Position identification records:
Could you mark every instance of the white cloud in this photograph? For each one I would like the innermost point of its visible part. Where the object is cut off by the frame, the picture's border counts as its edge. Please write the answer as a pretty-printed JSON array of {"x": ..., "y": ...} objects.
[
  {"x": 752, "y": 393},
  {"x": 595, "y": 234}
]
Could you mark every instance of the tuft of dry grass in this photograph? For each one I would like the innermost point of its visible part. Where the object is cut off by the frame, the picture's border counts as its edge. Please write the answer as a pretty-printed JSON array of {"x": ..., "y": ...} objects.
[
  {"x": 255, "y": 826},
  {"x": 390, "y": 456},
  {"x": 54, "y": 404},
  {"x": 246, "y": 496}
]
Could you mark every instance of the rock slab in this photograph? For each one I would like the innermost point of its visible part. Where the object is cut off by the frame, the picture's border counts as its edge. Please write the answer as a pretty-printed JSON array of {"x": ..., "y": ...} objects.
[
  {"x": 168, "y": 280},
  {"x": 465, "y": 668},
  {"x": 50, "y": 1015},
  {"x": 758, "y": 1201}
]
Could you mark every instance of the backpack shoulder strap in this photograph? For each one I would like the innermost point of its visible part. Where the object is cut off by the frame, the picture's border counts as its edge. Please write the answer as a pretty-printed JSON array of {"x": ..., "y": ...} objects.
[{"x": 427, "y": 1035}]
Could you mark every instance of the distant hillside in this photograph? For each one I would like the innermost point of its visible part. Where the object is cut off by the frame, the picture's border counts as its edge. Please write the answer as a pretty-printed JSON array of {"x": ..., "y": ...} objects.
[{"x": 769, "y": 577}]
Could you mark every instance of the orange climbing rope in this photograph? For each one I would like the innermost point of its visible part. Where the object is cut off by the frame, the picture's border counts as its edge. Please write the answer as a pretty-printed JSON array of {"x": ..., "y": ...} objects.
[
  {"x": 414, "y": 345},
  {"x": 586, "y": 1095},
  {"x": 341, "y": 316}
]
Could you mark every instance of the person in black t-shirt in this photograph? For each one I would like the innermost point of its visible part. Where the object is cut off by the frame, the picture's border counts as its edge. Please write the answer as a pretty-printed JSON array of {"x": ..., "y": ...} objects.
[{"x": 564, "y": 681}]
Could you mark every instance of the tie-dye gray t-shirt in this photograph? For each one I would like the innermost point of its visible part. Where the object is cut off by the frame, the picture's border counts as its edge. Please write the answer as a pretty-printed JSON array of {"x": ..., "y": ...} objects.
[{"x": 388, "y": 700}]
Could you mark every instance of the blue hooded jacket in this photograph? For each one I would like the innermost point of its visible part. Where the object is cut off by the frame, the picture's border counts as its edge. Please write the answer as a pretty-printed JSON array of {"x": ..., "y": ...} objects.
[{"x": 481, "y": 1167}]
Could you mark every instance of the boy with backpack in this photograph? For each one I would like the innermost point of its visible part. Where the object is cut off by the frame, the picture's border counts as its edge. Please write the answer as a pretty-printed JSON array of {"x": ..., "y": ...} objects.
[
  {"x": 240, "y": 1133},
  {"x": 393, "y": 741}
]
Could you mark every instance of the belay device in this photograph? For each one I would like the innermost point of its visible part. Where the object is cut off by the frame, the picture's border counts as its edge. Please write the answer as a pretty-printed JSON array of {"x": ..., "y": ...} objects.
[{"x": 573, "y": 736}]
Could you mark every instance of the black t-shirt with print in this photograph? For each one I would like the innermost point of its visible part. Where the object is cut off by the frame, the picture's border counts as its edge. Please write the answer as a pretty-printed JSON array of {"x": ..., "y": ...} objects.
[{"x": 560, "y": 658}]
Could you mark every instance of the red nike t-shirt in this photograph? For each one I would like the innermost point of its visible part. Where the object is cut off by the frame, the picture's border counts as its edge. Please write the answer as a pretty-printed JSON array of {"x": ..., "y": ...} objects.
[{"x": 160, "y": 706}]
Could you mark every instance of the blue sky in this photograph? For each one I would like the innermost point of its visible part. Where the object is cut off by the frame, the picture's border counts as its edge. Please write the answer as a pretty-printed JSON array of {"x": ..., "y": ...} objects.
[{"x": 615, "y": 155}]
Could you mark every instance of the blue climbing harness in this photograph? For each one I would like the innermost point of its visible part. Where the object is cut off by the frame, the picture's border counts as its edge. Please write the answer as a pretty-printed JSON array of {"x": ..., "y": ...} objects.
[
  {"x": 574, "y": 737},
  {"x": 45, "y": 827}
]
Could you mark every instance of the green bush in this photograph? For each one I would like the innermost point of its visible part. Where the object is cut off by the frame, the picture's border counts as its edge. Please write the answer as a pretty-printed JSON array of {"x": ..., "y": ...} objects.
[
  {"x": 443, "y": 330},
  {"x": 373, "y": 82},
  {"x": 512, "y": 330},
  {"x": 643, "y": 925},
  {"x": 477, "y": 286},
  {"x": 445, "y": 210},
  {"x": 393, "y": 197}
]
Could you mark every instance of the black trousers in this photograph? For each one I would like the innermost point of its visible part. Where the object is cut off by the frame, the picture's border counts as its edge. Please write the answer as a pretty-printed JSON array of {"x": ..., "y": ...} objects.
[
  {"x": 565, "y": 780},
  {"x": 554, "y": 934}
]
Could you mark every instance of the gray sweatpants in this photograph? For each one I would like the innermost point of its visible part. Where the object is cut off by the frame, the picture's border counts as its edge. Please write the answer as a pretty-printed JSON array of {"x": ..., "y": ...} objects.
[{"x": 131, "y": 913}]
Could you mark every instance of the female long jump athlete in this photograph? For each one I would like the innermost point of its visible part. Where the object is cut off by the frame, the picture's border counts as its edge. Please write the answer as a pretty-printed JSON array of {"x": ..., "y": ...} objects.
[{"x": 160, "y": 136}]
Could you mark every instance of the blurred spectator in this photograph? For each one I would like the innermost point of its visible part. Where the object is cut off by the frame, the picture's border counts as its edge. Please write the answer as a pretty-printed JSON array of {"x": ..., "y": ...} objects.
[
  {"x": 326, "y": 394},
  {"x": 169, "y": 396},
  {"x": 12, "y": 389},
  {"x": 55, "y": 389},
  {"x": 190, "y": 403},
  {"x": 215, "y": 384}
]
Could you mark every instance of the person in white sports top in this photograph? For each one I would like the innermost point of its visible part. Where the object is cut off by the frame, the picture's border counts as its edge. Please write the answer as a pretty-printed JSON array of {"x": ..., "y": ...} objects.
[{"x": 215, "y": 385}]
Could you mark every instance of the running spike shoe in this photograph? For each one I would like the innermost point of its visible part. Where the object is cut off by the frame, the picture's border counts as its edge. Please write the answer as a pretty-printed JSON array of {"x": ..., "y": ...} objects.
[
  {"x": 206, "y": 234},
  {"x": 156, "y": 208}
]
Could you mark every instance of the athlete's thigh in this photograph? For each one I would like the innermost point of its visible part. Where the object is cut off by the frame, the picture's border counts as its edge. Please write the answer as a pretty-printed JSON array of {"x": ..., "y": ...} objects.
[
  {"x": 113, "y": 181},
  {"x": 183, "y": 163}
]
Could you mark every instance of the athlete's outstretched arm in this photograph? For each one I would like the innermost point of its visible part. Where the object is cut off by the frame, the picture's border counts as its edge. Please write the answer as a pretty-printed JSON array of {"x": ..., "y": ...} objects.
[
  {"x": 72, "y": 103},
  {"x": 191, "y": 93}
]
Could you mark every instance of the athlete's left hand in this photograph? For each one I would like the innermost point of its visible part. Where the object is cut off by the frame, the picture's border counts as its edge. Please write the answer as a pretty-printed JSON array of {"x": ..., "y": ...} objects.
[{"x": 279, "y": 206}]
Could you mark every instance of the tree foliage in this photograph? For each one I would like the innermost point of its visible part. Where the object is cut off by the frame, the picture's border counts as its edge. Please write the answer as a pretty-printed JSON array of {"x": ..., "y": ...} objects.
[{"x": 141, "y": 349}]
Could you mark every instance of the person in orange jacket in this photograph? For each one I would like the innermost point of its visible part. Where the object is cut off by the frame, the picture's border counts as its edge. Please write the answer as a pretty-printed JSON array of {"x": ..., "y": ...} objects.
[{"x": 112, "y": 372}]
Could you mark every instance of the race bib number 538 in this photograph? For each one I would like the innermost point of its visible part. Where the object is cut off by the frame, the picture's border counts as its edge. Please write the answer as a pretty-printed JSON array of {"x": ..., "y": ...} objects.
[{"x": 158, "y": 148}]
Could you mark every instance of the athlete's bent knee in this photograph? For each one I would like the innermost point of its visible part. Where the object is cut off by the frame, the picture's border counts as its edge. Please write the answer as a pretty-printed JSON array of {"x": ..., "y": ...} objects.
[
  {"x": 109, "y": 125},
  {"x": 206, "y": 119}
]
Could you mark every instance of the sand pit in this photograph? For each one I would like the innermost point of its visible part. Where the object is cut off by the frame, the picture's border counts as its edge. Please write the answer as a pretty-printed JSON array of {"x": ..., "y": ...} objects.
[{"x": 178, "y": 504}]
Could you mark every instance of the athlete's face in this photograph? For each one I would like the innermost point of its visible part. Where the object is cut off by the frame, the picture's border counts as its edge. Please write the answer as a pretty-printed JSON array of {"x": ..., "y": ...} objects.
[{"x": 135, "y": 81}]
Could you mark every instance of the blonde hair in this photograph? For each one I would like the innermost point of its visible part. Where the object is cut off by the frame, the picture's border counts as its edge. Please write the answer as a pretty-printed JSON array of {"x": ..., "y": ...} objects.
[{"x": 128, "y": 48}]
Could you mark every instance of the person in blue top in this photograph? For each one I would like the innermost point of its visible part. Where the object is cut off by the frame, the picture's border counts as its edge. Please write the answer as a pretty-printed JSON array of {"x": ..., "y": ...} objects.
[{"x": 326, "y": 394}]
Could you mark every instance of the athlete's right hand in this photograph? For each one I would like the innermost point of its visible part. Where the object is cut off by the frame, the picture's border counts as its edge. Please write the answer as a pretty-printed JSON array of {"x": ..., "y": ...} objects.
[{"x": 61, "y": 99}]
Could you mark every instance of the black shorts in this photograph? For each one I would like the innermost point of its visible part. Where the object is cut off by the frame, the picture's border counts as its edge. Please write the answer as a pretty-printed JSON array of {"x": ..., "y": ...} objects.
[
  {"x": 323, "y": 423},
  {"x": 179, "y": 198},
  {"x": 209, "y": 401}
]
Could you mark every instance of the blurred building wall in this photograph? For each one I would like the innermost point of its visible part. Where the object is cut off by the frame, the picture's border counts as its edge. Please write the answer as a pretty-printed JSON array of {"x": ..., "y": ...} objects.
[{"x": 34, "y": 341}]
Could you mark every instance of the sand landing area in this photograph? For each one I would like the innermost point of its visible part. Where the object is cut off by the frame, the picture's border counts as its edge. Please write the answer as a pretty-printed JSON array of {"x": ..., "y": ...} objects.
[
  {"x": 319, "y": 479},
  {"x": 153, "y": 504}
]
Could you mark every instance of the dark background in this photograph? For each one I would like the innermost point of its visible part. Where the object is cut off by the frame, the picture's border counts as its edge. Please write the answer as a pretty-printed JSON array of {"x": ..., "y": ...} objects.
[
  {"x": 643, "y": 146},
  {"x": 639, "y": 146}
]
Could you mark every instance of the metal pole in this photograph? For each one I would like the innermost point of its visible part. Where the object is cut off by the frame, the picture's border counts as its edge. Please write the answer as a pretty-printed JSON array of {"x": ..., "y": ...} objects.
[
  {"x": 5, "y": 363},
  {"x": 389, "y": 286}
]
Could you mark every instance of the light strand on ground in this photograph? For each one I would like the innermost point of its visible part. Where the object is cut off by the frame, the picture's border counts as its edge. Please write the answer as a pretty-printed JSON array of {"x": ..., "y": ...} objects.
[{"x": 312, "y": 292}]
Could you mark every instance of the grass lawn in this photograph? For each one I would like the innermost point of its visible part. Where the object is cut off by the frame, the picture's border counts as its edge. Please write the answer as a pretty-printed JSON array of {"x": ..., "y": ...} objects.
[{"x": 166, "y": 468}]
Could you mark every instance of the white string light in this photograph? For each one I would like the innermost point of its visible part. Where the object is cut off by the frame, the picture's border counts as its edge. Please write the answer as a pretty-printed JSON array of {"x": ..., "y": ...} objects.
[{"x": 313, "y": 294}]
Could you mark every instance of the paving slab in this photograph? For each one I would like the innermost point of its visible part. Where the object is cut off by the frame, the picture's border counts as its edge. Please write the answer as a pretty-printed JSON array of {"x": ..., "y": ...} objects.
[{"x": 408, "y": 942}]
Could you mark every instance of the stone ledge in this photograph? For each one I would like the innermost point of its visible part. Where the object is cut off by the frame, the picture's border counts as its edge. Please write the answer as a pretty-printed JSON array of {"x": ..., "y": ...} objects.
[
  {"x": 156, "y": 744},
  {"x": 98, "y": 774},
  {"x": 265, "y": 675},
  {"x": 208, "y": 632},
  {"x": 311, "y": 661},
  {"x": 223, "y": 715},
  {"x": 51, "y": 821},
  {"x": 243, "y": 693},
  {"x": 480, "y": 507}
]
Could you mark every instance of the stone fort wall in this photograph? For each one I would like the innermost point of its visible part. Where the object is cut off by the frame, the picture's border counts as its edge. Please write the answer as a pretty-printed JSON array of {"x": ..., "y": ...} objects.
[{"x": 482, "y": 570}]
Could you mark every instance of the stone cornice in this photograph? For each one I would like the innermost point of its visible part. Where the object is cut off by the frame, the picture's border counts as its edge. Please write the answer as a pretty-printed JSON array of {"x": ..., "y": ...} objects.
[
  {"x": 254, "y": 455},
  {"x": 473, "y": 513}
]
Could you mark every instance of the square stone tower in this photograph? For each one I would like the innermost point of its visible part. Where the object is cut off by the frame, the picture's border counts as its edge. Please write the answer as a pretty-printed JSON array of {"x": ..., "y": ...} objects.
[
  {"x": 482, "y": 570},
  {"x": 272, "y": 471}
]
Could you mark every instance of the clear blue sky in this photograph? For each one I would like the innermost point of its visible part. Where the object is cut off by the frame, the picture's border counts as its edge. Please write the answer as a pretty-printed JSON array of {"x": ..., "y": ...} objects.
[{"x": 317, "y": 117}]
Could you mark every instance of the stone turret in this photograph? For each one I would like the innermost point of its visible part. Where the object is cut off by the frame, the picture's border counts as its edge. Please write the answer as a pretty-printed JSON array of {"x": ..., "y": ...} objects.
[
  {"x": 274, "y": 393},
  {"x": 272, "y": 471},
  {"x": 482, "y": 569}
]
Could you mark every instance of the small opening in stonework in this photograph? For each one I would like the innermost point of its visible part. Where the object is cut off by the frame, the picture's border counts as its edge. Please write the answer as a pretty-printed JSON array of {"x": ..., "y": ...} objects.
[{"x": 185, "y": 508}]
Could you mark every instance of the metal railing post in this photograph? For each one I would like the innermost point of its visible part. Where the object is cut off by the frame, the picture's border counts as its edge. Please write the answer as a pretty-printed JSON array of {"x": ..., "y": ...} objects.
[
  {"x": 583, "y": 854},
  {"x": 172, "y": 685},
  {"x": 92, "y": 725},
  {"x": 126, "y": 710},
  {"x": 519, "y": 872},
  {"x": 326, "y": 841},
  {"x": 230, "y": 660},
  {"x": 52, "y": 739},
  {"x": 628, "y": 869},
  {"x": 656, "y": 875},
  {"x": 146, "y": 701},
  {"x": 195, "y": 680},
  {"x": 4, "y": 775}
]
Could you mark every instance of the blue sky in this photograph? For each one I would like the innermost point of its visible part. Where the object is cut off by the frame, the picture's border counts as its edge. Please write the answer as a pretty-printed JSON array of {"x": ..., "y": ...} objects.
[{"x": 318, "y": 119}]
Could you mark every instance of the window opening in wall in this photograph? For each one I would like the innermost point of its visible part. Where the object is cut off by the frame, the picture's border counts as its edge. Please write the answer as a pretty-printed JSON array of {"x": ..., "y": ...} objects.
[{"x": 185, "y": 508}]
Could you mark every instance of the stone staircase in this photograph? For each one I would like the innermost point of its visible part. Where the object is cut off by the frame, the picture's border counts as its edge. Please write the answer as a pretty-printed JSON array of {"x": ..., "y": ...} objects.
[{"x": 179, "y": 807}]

*Written problem*. Starting at the line that contains "Could you mark every instance of the window", print every line through the end of the listing, word for word. Leave out all the rest.

*Correct response*.
Could you mark every instance of the window opening in wall in this photograph? For each one I would like the innermost point of its visible part. Where the object is cut off by the frame, the picture's border counts as its edge. Please write the answer as a pretty-printed JSON array of {"x": ..., "y": ...} objects.
[{"x": 185, "y": 508}]
Could you mark every instance of the stone staircase in this photograph? For each one I would like the innermost point of its visible part. Where the object is cut off by the frame, the picture's border counts as its edge. Please write the answer as a pretty-printed JSON array of {"x": ..., "y": ...} objects.
[{"x": 179, "y": 807}]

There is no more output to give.